==== SUPPLIED PASSAGE

### Introduction

BLEU is a standard algorithm for evaluating the machine translations against the human translations. At first I thought it should be very straightforward to use. However, it turns out that there are a lot of caveats.

In this blog post, I am going to show the BLEU algorithm in detail and talk about the caveats.

### English Translation Example

We will use the following examples to illustrate how to compute the BLEU scores.

#### Example 1

Chinese: 猫坐在垫子上

Reference 1: the cat is on the mat

Reference 2: there is a cat on the mat

Candidate: the cat the cat on the mat

#### Example 2

Chinese: 猫坐在垫子上

Reference 1: the cat is on the mat

Reference 2: there is a cat on the mat

Candidate: the the the the the the the the

### Precision

We count each of the ngram in the candidate sentence whether it has shown in any of the reference sentences, gather the total counts for each of the unique ngram, sum up the total counts for each of the unique ngram, and divided by the number of ngrams in the candidate sentence.

#### Example 1

We first compute the unigram precision for example 1. All the unigrams in the candidate sentences have shown in the reference sentences.

Unigram | Shown? |
---|---|

the | 1 |

cat | 1 |

the | 1 |

cat | 1 |

on | 1 |

the | 1 |

mat | 1 |

We then merge the unigram counts.

Unique Unigram | Count |
---|---|

the | 3 |

cat | 2 |

on | 1 |

mat | 1 |

The total number of counts for the unique unigrams in the candidate sentence is 7, and the total number of unigrams in the candidate sentence is 7. The unigram precision is 7/7 = 1.0 for example 1.

We then try to compute the bigram precision for example 1.

Bigram | Shown? |
---|---|

the cat | 1 |

cat the | 0 |

the cat | 1 |

cat on | 1 |

on the | 1 |

the mat | 1 |

We then merge the bigram counts.

========
==== EXCERPTED RECORDS

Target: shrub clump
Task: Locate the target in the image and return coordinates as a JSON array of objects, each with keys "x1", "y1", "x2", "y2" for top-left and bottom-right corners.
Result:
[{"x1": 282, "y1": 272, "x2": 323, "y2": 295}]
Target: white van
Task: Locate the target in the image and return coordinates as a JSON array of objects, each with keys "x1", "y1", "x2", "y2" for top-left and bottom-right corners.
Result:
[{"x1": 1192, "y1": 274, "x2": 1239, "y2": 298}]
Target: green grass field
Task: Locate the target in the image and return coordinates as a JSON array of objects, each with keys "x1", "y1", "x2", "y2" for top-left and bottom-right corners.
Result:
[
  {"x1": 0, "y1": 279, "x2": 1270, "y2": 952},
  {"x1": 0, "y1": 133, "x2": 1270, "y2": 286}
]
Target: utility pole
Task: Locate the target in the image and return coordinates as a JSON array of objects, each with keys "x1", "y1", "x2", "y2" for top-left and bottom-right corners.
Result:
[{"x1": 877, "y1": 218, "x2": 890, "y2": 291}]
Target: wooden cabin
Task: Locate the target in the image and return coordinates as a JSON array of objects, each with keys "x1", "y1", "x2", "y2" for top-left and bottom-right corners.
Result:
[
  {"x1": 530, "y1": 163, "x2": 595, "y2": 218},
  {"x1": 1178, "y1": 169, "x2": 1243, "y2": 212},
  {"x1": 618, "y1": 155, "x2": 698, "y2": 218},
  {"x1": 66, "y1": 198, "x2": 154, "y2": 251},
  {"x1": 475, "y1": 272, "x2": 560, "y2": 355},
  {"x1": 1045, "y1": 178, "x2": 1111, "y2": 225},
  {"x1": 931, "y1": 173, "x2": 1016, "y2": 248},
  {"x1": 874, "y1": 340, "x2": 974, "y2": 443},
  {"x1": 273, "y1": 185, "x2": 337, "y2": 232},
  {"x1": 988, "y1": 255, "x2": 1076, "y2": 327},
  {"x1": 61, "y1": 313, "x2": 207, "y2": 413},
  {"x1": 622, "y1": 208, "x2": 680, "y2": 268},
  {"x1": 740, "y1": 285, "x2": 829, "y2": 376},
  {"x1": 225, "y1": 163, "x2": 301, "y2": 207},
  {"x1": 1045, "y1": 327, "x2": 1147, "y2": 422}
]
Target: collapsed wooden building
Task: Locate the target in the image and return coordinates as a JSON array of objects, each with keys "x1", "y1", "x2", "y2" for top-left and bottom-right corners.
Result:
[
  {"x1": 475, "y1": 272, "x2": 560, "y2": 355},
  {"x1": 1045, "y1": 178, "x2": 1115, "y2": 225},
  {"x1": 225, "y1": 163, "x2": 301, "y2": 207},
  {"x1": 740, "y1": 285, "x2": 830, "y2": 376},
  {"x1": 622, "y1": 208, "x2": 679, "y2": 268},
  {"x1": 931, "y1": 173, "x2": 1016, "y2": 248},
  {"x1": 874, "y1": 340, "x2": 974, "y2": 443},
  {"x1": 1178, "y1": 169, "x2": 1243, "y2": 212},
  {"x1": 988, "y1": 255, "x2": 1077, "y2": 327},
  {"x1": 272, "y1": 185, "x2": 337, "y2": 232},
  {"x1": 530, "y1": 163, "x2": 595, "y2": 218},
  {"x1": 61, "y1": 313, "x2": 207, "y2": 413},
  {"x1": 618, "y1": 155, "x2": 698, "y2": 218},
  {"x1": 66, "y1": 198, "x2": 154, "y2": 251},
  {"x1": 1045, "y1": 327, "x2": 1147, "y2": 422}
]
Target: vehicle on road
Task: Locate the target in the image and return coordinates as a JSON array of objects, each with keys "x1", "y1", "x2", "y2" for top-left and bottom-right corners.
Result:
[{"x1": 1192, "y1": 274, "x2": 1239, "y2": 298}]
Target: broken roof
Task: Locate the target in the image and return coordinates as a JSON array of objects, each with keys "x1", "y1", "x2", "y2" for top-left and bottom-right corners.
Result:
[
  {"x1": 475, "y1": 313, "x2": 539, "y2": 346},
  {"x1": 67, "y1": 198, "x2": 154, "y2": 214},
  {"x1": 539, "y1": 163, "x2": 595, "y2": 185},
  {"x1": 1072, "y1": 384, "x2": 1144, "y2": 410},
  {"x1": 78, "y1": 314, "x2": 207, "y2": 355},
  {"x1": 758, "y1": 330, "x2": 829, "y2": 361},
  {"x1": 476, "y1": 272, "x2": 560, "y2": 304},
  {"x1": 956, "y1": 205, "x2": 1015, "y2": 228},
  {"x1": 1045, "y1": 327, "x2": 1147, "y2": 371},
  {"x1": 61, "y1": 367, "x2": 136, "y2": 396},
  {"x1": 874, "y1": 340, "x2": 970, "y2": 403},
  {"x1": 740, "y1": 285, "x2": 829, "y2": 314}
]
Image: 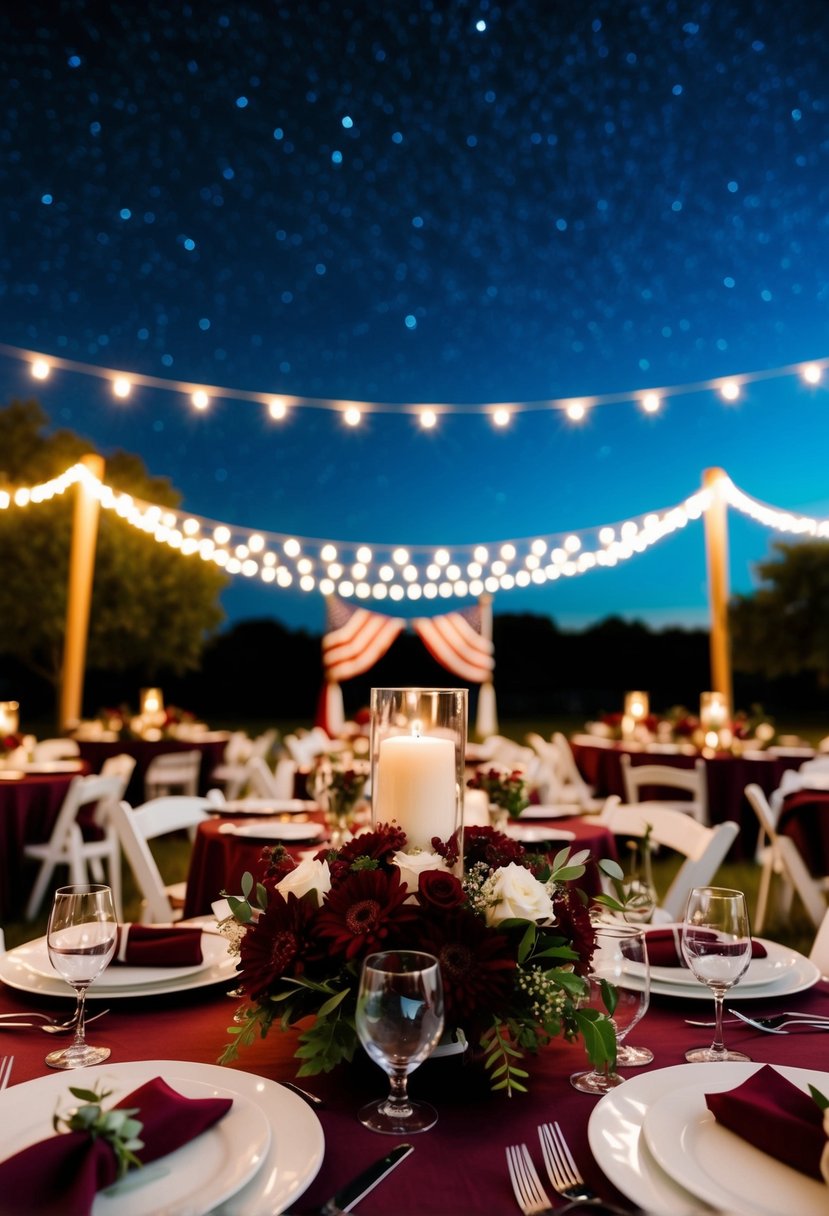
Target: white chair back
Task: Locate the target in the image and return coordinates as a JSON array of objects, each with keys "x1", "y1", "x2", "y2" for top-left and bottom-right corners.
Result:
[
  {"x1": 621, "y1": 753, "x2": 709, "y2": 824},
  {"x1": 23, "y1": 776, "x2": 129, "y2": 921},
  {"x1": 599, "y1": 796, "x2": 739, "y2": 921},
  {"x1": 112, "y1": 794, "x2": 212, "y2": 924},
  {"x1": 745, "y1": 783, "x2": 829, "y2": 933},
  {"x1": 143, "y1": 749, "x2": 202, "y2": 800}
]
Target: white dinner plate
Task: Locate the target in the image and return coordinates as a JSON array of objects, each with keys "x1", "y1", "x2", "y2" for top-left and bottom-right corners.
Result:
[
  {"x1": 0, "y1": 935, "x2": 238, "y2": 1001},
  {"x1": 208, "y1": 798, "x2": 318, "y2": 815},
  {"x1": 0, "y1": 1060, "x2": 273, "y2": 1216},
  {"x1": 643, "y1": 1063, "x2": 829, "y2": 1216},
  {"x1": 18, "y1": 934, "x2": 227, "y2": 989},
  {"x1": 503, "y1": 823, "x2": 576, "y2": 844},
  {"x1": 512, "y1": 803, "x2": 582, "y2": 820},
  {"x1": 23, "y1": 760, "x2": 84, "y2": 773},
  {"x1": 636, "y1": 925, "x2": 802, "y2": 989},
  {"x1": 631, "y1": 938, "x2": 820, "y2": 1004},
  {"x1": 219, "y1": 820, "x2": 326, "y2": 840}
]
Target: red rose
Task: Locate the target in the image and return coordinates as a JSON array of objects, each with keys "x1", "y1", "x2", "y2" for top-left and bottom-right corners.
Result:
[{"x1": 417, "y1": 869, "x2": 463, "y2": 912}]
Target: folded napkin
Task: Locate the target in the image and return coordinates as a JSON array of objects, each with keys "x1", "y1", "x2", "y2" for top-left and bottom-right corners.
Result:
[
  {"x1": 0, "y1": 1077, "x2": 233, "y2": 1216},
  {"x1": 644, "y1": 925, "x2": 767, "y2": 967},
  {"x1": 113, "y1": 924, "x2": 204, "y2": 967},
  {"x1": 705, "y1": 1064, "x2": 827, "y2": 1180}
]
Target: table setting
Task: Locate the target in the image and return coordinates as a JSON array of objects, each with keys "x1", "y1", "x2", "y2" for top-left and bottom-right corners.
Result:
[{"x1": 0, "y1": 689, "x2": 829, "y2": 1216}]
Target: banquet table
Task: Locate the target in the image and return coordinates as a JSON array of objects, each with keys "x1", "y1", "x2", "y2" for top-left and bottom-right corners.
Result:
[
  {"x1": 571, "y1": 736, "x2": 803, "y2": 857},
  {"x1": 0, "y1": 769, "x2": 84, "y2": 919},
  {"x1": 184, "y1": 815, "x2": 616, "y2": 919},
  {"x1": 78, "y1": 731, "x2": 230, "y2": 806},
  {"x1": 0, "y1": 948, "x2": 829, "y2": 1216}
]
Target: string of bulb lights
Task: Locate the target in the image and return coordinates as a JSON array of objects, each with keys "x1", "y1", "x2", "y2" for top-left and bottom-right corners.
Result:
[
  {"x1": 0, "y1": 463, "x2": 829, "y2": 603},
  {"x1": 0, "y1": 343, "x2": 829, "y2": 430}
]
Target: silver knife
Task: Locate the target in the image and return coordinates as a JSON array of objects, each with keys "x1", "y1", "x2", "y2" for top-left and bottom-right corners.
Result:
[{"x1": 320, "y1": 1144, "x2": 415, "y2": 1216}]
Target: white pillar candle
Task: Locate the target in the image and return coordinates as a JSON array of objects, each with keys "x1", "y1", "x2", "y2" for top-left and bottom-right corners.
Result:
[{"x1": 372, "y1": 734, "x2": 456, "y2": 850}]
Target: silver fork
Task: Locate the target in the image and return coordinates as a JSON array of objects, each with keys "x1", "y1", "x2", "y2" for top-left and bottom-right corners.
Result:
[
  {"x1": 507, "y1": 1144, "x2": 553, "y2": 1216},
  {"x1": 538, "y1": 1124, "x2": 598, "y2": 1199}
]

========

### STATED EXERCISE
Answer these questions from the BLEU walkthrough:
(a) What is the candidate sentence in Example 2?
(b) What unigram precision does the walkthrough report for Example 1?
(c) Which bigram from Example 1's candidate is marked as not shown in the references?

### EXERCISE SOLUTION
(a) the the the the the the the the
(b) 7/7 = 1.0
(c) cat the